Passage:
= = = = = = =

You are working evenings on an orthopedic floor.
One of your patients, J.O., is a 25-year-old who was a new admission on day shift. He was involved in a motor vehicle accident (MVA) during a high-speed police chase. His admitting diagnosis is status post (S/P) open reduction and internal fixation (ORIF) of the right femur (which was performed under general anesthesia), multiple rib fractures, sternal bruises, and multiple abrasions.
Your initial assessment reveals stable VS of 116/78, 84, 16, 98.6° F. He has crackles in lung bases bilaterally. He has a NGT (nasogastric tube) connected to LWS (low wall suction). He has an IV of D5LR infusing in his left arm at 125 ml/hr. His abdomen is soft and non-tender.
At 1900, J.O. summons you to the room and he is cold and clammy, groaning, pale, agitated, and slightly confused. VS are 90/palp, 140, 28, 98.0° F. His pulse is weak and thready. His abdomen is painful and appears to be increased in size. J. O. begins to vomit copious amounts of greenish/yellow fluid. You summon the physician and he orders a stat H & H with a type and cross match for 6 units of packed cells.
1. What else can you do for J. O. before the physician arrives?
Start another IV line because you can't infuse blood in the same IV with the D5LR, Give him oxygen, Keep monitoring vitals, Put the Head of the bed up so he doesn't aspirate his vomit,
I'm assuming he has an active GI Bleed, is there anything else I'm missing to help this patient??

= = = = = = =

Saved entries:
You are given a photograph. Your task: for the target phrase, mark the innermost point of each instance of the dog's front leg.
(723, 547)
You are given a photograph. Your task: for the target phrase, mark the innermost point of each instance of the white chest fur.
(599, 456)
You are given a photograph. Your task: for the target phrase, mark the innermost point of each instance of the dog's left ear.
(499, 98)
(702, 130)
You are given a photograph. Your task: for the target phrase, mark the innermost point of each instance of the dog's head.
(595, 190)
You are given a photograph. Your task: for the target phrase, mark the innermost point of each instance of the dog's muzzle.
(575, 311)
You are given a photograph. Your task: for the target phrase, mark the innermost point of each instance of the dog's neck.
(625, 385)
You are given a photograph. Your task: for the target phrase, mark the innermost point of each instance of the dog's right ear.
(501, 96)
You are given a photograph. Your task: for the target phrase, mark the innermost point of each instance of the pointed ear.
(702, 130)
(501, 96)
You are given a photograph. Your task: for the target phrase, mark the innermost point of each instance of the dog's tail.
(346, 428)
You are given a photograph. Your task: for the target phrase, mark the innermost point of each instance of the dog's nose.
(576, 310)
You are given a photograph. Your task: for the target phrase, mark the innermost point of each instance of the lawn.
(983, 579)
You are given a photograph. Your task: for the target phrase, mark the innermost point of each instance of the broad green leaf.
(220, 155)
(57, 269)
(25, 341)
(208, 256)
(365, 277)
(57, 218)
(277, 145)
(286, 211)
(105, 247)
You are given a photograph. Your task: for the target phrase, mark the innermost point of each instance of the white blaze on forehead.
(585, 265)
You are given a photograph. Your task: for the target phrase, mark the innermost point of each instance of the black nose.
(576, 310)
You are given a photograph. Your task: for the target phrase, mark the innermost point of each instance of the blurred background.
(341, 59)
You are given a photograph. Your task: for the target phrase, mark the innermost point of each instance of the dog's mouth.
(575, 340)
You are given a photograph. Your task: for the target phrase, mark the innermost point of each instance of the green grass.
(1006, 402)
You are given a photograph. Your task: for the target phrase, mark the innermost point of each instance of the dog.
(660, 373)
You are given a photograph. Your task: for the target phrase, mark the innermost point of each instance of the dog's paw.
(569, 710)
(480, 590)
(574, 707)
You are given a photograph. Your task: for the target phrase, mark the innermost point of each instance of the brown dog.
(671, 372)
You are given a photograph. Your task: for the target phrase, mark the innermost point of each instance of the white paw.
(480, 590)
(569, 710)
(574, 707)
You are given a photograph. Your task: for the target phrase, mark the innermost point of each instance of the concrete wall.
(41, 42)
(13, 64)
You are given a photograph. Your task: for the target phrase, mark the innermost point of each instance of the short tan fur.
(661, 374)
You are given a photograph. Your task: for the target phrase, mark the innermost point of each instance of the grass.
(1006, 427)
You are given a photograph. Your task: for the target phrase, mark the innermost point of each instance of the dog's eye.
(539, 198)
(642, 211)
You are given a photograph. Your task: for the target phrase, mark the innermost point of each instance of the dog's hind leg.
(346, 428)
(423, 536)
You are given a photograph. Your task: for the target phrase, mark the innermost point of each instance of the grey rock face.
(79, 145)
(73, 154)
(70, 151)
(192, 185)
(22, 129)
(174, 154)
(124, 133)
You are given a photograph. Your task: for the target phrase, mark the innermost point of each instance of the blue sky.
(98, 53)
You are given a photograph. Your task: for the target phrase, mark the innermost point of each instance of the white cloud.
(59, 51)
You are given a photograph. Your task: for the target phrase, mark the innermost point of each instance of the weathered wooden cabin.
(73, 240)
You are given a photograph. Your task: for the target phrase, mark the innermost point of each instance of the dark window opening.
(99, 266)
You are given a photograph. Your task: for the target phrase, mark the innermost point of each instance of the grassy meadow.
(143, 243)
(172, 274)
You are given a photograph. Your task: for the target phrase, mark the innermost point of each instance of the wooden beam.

= = = = = = =

Task instructions: Return the part of the J.O. case study starting at "One of your" and ending at "and multiple abrasions.", copied word for word.

Task answer:
One of your patients, J.O., is a 25-year-old who was a new admission on day shift. He was involved in a motor vehicle accident (MVA) during a high-speed police chase. His admitting diagnosis is status post (S/P) open reduction and internal fixation (ORIF) of the right femur (which was performed under general anesthesia), multiple rib fractures, sternal bruises, and multiple abrasions.